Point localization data
......

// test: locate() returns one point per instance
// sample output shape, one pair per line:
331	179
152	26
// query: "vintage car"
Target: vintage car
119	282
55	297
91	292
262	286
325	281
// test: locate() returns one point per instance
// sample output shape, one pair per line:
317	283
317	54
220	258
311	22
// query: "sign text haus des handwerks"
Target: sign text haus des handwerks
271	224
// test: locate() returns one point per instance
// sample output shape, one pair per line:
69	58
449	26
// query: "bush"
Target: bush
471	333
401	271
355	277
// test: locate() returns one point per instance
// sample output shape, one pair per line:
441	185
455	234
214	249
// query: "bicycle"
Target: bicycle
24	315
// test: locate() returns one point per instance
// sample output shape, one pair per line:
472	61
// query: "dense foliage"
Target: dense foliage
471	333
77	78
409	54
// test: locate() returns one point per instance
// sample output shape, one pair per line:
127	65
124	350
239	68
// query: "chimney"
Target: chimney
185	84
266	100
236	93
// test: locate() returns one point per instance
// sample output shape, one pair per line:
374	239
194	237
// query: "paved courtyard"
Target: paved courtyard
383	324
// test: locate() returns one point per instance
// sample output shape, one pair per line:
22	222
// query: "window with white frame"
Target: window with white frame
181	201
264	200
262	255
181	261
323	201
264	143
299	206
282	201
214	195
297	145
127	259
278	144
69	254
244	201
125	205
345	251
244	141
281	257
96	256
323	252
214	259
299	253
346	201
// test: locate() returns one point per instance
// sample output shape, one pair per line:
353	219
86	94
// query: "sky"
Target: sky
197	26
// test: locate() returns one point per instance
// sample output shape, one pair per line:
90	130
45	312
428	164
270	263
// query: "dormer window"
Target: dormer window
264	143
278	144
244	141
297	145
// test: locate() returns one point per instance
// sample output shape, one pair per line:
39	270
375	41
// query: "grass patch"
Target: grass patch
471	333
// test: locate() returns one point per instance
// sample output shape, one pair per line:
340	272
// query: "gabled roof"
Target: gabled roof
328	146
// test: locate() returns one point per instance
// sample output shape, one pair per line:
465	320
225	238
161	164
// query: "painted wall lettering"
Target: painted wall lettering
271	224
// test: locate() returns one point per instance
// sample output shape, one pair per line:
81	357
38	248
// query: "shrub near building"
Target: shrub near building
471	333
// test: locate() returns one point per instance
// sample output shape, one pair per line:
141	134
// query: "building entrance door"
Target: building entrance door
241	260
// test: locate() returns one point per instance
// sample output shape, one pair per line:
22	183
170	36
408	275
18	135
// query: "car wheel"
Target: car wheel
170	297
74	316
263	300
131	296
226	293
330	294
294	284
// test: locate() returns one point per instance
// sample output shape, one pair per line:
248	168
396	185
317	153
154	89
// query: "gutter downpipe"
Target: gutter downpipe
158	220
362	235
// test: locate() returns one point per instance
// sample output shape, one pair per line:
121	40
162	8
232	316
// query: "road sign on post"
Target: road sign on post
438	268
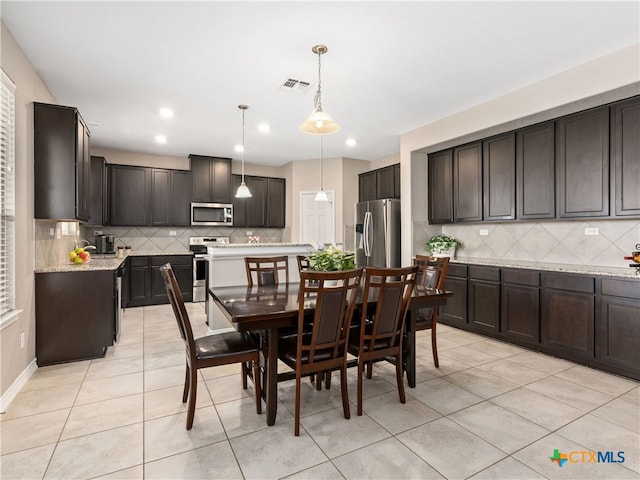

......

Transcribe the records above exactly, leaving out every picture.

> [SOLVED PROBLEM]:
// test: locate() returns one point per instance
// sample output shape, one pair per line:
331	179
152	26
// query: "vintage car"
Target: vintage car
119	282
55	297
91	292
262	286
325	281
// test: locate() returns one point per instance
// sample output shape, one pair per line:
317	283
317	54
220	258
311	22
// query: "sign text haus des handwerks"
Target: sign text haus des handwerks
271	224
// test: locate() returns one point per instance
// sample output shape, one pair per line:
69	58
449	26
// query: "bush"
Target: bush
471	333
401	271
355	277
// test: locate() returns one point per instance
// sample output shape, one pair per line:
441	185
455	234
214	249
// query: "bicycle"
Target: bicycle
24	315
// test: locate() returns one point per instance
// sample output shape, one pair per line:
472	61
// query: "dense foliage"
Target: dense foliage
471	333
77	78
409	54
// test: locate() returns one point per instance
// sample output shape, one pair per line:
127	65
124	350
239	68
// query: "chimney"
Target: chimney
185	84
266	100
236	93
// test: locate() returns one point per instance
// sample output shape, one pair per line:
374	239
194	237
// query: "paved courtyard"
Target: paved courtyard
383	324
// test: locate() returns one point per instance
// sample output shape, one pair per line:
22	222
// query: "window with white frame"
Target: window with white frame
181	201
264	200
262	255
181	261
323	201
264	143
299	206
282	201
214	195
297	145
127	259
278	144
69	254
244	201
125	205
345	251
244	141
281	257
96	256
323	252
214	259
299	253
346	201
// test: locate() returns one point per instance
// sample output shape, one pair per line:
353	219
86	94
// query: "sky"
Target: sky
197	26
// test: locate() returns one point per instance
// sample output shape, one pair per line:
90	130
45	312
428	164
270	263
// query: "dormer window"
Target: dormer window
264	143
278	144
244	141
297	145
// test: locate() returns one point per instance
// sample output shape, one pair per line:
39	270
375	41
// query: "grass patch"
Target: grass patch
471	333
// test: locate() returns one point per instance
// sample output shape, one pair per line:
340	272
// query: "gabled roof"
Target: gabled roof
328	146
// test: locate() returns one point per instance
// sample output shape, one pair per line:
465	320
225	238
161	164
// query: "painted wall lettering"
Target: painted wall lettering
271	224
// test: locate() returns one point per instance
// sample output shape, one pair per line:
81	357
38	248
// query: "shrub near building"
Target: shrub near building
471	333
// test: locate() returns one point per instance
// sample output shape, one pair per line:
141	134
// query: "building entrance door"
Target: building entrance door
241	260
// test: locate() returns one point per instance
// sample output shape, one pair per line:
22	183
170	36
408	275
18	135
// query: "car wheel"
Target: car wheel
170	297
74	316
263	300
131	296
226	293
330	294
294	284
// test: locate() returns one point per instance
// sample output shape, one pair per line:
248	168
396	185
317	153
154	89
// query: "gutter downpipe"
Target: gutter downpipe
158	220
362	235
// test: locate() returns one point per instance
// sample output shape, one pair per line:
121	40
162	8
232	316
// query: "road sign on post"
Target: road sign on post
438	268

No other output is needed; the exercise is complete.